### [TRECHO FORNECIDO]
↓

Briguem comigo, mas não sou fã de Stephen King. Respeito, aprecio, mas não amo. Não gosto quando o elemento psicológico tem justificativa “sobrenatural”, como é sua assinatura. Ainda assim, há histórias que parecem nunca nos abandonar — mesmo quando acreditamos ter deixado para trás. It é uma delas.

Desde sua publicação em 1986, o romance tornou-se um espelho de tudo o que nos aterroriza: a infância, o esquecimento, a violência silenciosa que cresce nas pequenas cidades e os monstros que criamos para dar forma ao que não conseguimos nomear. E agora, quase quarenta anos depois, It volta a pulsar em Welcome to Derry, série da Max (antiga HBO Max) que retorna às origens do medo para contar não apenas o nascimento de Pennywise, mas o da própria cidade — e de tudo o que ela escondeu sob o chão.

Derry sempre foi mais do que um cenário. É uma cidade que respira, apodrece e nega. É o retrato de uma América que prefere esquecer, e é justamente esse esquecimento que alimenta o mal. Stephen King nunca escreveu sobre um simples palhaço assassino. It é sobre o que acontece quando uma comunidade inteira decide não olhar. É sobre o medo coletivo transformado em hábito. É sobre o horror do cotidiano travestido de normalidade.

No romance original, acompanhamos o chamado Losers’ Club — sete crianças que se unem pelo instinto de sobrevivência. Bill, Beverly, Ben, Richie, Eddie, Mike e Stan são, cada um à sua maneira, fragmentos de uma mesma dor: o bullying, o abuso, o racismo, a solidão. Em Derry, são as crianças que enxergam o que os adultos fingem não ver. São elas que encontram a criatura que vive nos esgotos — It, o mal em estado puro — e enfrentam o impossível por uma razão simples: ninguém mais o fará.

A história começa com uma cena que se tornou lendária: o pequeno Georgie Denbrough brincando na chuva com um barquinho de papel feito pelo irmão. Quando o brinquedo cai no bueiro, ele encontra Pennywise, o Palhaço Dançarino, que lhe oferece o barquinho de volta. E, num segundo, a infância termina. É o símbolo de tudo que King construiu: o horror que surge onde deveria haver segurança. O monstro que usa o riso para esconder os dentes.

A força de It está na estrutura em espiral. São duas histórias contadas em paralelo: o passado e o presente, a infância e a vida adulta, o trauma e a tentativa de esquecê-lo. Quando os “Otários” derrotam It pela primeira vez, em 1958, juram voltar se ele retornar. E 27 anos depois, em 1985, o ciclo recomeça. O medo retorna, a cidade acorda, e eles voltam para cumprir a promessa. Derry é o espelho do tempo: nada muda, porque ninguém quer mudar. E é isso que mata.

↑

Liste, por favor, os nomes das sete crianças do Losers’ Club citadas no trecho fornecido.

### [DADOS BRUTOS]
↓

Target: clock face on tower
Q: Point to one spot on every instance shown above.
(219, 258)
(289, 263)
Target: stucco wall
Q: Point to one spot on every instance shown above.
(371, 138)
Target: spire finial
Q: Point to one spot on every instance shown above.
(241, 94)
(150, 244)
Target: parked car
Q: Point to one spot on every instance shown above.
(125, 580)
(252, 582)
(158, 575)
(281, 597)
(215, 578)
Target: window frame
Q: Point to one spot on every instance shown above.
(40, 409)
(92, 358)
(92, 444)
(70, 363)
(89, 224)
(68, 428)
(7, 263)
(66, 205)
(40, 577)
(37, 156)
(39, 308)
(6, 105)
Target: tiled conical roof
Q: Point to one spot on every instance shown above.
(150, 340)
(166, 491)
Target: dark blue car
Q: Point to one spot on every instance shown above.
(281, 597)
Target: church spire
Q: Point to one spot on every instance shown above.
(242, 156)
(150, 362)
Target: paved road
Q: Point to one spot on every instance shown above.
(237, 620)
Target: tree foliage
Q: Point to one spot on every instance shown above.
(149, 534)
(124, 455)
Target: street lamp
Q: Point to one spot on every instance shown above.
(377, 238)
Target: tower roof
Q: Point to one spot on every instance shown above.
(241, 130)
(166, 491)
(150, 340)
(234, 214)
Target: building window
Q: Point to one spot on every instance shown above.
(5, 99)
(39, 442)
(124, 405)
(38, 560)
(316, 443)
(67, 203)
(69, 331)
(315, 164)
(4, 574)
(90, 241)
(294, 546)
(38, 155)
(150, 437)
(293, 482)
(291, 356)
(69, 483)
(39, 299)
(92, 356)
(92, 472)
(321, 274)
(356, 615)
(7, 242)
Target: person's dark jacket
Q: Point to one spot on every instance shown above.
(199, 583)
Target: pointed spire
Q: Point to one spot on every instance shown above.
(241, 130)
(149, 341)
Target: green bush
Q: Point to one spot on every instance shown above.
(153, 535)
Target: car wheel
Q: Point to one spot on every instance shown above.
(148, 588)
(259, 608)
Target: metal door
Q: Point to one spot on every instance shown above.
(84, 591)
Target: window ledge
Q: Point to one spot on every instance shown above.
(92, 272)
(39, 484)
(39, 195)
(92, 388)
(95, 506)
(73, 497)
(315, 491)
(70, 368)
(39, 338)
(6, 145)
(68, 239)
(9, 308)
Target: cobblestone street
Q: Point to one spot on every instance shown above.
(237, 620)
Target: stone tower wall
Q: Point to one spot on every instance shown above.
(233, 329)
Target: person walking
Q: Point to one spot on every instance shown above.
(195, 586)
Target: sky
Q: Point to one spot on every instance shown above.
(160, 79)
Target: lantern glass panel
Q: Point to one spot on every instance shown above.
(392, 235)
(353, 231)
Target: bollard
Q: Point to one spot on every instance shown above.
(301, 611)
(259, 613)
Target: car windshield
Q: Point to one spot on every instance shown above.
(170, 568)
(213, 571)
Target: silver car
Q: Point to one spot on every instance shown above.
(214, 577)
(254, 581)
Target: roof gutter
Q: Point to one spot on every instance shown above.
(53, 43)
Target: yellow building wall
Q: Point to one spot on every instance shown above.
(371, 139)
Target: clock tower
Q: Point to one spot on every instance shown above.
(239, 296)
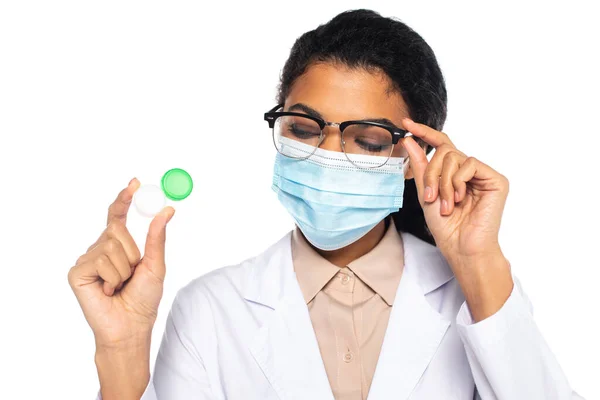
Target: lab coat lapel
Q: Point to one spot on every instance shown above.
(285, 347)
(415, 330)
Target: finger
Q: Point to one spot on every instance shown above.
(451, 164)
(154, 253)
(116, 254)
(434, 171)
(108, 273)
(418, 163)
(480, 176)
(118, 209)
(117, 230)
(426, 133)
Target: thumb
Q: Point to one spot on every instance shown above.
(154, 254)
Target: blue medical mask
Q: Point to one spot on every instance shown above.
(333, 202)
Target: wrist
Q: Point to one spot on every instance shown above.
(123, 372)
(486, 282)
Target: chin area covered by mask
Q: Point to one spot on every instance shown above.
(333, 202)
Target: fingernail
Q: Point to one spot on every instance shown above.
(444, 206)
(428, 193)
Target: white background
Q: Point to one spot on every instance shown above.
(95, 93)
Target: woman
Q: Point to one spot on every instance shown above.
(393, 284)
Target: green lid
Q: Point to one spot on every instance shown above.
(176, 184)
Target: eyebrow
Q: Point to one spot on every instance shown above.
(314, 113)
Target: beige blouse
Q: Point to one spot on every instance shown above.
(349, 308)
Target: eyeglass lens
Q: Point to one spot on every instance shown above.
(358, 140)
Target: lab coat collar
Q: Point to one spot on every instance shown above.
(285, 346)
(268, 272)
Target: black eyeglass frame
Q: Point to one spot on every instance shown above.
(272, 115)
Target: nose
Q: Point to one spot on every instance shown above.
(332, 140)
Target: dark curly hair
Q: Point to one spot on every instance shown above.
(364, 39)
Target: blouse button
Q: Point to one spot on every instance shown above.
(348, 357)
(345, 279)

↑

### [EM RESPOSTA]
Bill, Beverly, Ben, Richie, Eddie, Mike e Stan.